▶ Lesetext:

# # #

Die Kultusminister betonen das Recht auf Bildung und das Ziel eines schulischen Regelbetriebs in erfreulicher Deutlichkeit. Einerseits. Andererseits lässt ihr heutiger Beschluss so vieles im Unklaren, dass es besorgniserregend ist.

IST DAS NUN EIN VERSPRECHEN oder doch eher Gepoker? Die Kultusministerkonferenz (KMK) hat heute Nachmittag wie erwartet beschlossen, spätestens nach den Sommerferien wieder einen regulären Schulbetrieb aufzunehmen. Und die Minister machten gleich in Punkt eins ihres Beschlusses das Recht von Kindern und Jugendlichen auf Bildung geltend – "endlich", wie FAZ-Journalistin Heike Schmoll in einem Kommentar betonte. Fairerweise muss man sagen: endlich und erneut. Die Kultusminister hatten schon vor einigen Tagen in ihrem ersten gemeinsamen Beschluss zur Wiederaufnahme des Regelbetriebs ein klares Bekenntnis abgegeben.

 

Doch was nach dieser programmatischen Ansage folgte, ließ auch nach ihrem aktuellen Beschluss Fragezeichen offen. So viele, dass sehr fraglich ist, ob die Kultusminister in den paar Wochen, bis das neue Schuljahr anfängt, alle nötigen Antworten finden werden.

 

So sollen die Kinder und Jugendlichen "nach geltender Stundentafel in den Schulen vor Ort und in ihrem Klassenverband oder in einer festen Lerngruppe unterrichtet werden".

 

Frage: Wenn es eine feste Lerngruppe ist und nicht ihr normaler Klassenverband, wie passt der dadurch erhöhte Personalaufwand zu dem Versprechen, gleichzeitig den Regelbetrieb mit geltender Stundentafel gewährleisten zu wollen?

 

Frage: Wie passen der Regelbetrieb und die geltende Stundentafel mit dem schon vor Corona massiven Lehrermangel zusammen, der jetzt durch die Krise nochmal verschärft wurde? Mindestens zehn Prozent der Lehrer werden nicht im Präsenzunterricht einsetzbar sein. Doch zur Versorgung der Schulen mit Lehrern vermeiden die Kultusminister in ihrer Verlautbarung jede Ansage. 

 

Was heißt eigentlich: "Wenn
es das Infektionsgeschehen zulässt"?

 

Eine Andeutung für mögliche Erleichterungen immerhin machen die Kultusminister, wenn sie von "durch die Corona-Pandemie veränderten Bedingungen für Lehr- und Lernprozesse insbesondere mit Blick auf Prüfungen und Abschlüsse im Schuljahr 2020/21" sprechen, die bei der inhaltlichen Gestaltung des Schuljahres beachtet werden müssten.

# # #

▶ Datenauszüge:
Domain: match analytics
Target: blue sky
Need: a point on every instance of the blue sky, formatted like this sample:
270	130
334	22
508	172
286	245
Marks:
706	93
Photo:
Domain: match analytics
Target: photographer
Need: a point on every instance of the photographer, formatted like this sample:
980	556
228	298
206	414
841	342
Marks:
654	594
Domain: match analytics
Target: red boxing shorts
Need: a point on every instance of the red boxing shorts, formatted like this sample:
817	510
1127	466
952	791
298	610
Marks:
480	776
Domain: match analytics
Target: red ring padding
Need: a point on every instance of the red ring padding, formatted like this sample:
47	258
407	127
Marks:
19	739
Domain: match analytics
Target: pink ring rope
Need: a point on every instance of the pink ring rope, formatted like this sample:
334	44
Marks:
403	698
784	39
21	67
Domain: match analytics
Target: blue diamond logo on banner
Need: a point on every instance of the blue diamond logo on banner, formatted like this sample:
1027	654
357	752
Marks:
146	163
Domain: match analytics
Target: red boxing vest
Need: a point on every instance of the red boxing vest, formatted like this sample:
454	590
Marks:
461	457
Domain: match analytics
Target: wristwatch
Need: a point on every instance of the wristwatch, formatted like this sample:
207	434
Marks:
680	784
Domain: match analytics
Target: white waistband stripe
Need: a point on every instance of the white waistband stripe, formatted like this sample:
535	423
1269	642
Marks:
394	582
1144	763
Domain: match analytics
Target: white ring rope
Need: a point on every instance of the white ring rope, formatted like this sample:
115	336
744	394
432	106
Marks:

# # #

▶ Aufgaben:
1: Schreiben Sie aus dem Text zum Beschluss der Kultusminister den Abschnitt von "Die Kultusminister betonen" bis "klares Bekenntnis abgegeben." wortgetreu ab.
2: Führen Sie den Text zum Beschluss der Kultusminister im Anschluss an seinen letzten Satz weiter.

▶ Ergebnisse:
1:
Die Kultusminister betonen das Recht auf Bildung und das Ziel eines schulischen Regelbetriebs in erfreulicher Deutlichkeit. Einerseits. Andererseits lässt ihr heutiger Beschluss so vieles im Unklaren, dass es besorgniserregend ist.

IST DAS NUN EIN VERSPRECHEN oder doch eher Gepoker? Die Kultusministerkonferenz (KMK) hat heute Nachmittag wie erwartet beschlossen, spätestens nach den Sommerferien wieder einen regulären Schulbetrieb aufzunehmen. Und die Minister machten gleich in Punkt eins ihres Beschlusses das Recht von Kindern und Jugendlichen auf Bildung geltend – "endlich", wie FAZ-Journalistin Heike Schmoll in einem Kommentar betonte. Fairerweise muss man sagen: endlich und erneut. Die Kultusminister hatten schon vor einigen Tagen in ihrem ersten gemeinsamen Beschluss zur Wiederaufnahme des Regelbetriebs ein klares Bekenntnis abgegeben.

2:
Soll wohl heißen: Womöglich kann die Zahl von Klassenarbeiten und anderen Prüfungen verringert werden, und  die Prüfungen können auch anders ablaufen – so, wie es beispielsweise eine von der Friedrich-Ebert-Stiftung eingesetzte ExpertInnenkommission empfohlen hatte. Einige der Kommissionsmitglieder waren heute auch zum virtuellen Gespräch mit den Kultusministern eingeladen. Aber ob die KMK mit ihrer Andeutung nun ihren Rat aufgreift oder doch etwas Anderes meint, werden erst die nächsten Schritte der Kultusminister zeigen. 

 

Weiter heißt es in dem Beschluss: Die Länder stimmten darin überein, dass zur Umsetzung des Regelbetriebs "die Abstandsregel von 1,5 Metern entfallen muss, sofern es das Infektionsgeschehen zulässt".

 

Teil eins der Aussage ist logisch, weil nur ohne Abstandsregel Klassen in voller Stärke unterrichtet werden können, aber was heißt die nun schon oft gehörte Verlegenheitsformel: "Sofern es das Infektionsgeschehen zulässt"? Wer bestimmt das? Die Kultusminister gemeinsam? Jeder für sich? Die Gesundheitsminister? Die Gesundheitsämter? Die Kreise und Kommunen als Schulträger? Oder am Ende die Regierungschefs, wenn sie den Bildungspolitikern das Heft wieder aus der Hand nehmen? Und machen die Kultusminister das "Recht auf Bildung" auch dann offensiv und mutig geltend, wenn erneut landes- oder bundesweite Schulschließungen diskutiert werden sollten? Und noch eine Frage: Was ist die Ankündigung von Regelbetrieb unter all den genannten Konditionen dann eigentlich noch wert?

 

Es braucht genaue Kriterien und Eskalationsstufen 

für Einschränkungen des Präsenzunterrichts

 

Die Tragfähigkeit des Regelbetriebs entscheidet sich eben nicht nur an der Frage der Stundentafeln und der Lehrkräfte-Versorgung. Er entscheidet sich auch daran, ob die Politik bereits jetzt klare und transparente Kriterien beschließt, wann die Infektionslage ihn nicht mehr "zulässt" und welche Alternativen dann kommen. Für die Verschärfung von Anti-Corona-Maßnahmen auf Landkreisebene gibt es sie längst. Wann endlich auch für die Schulen?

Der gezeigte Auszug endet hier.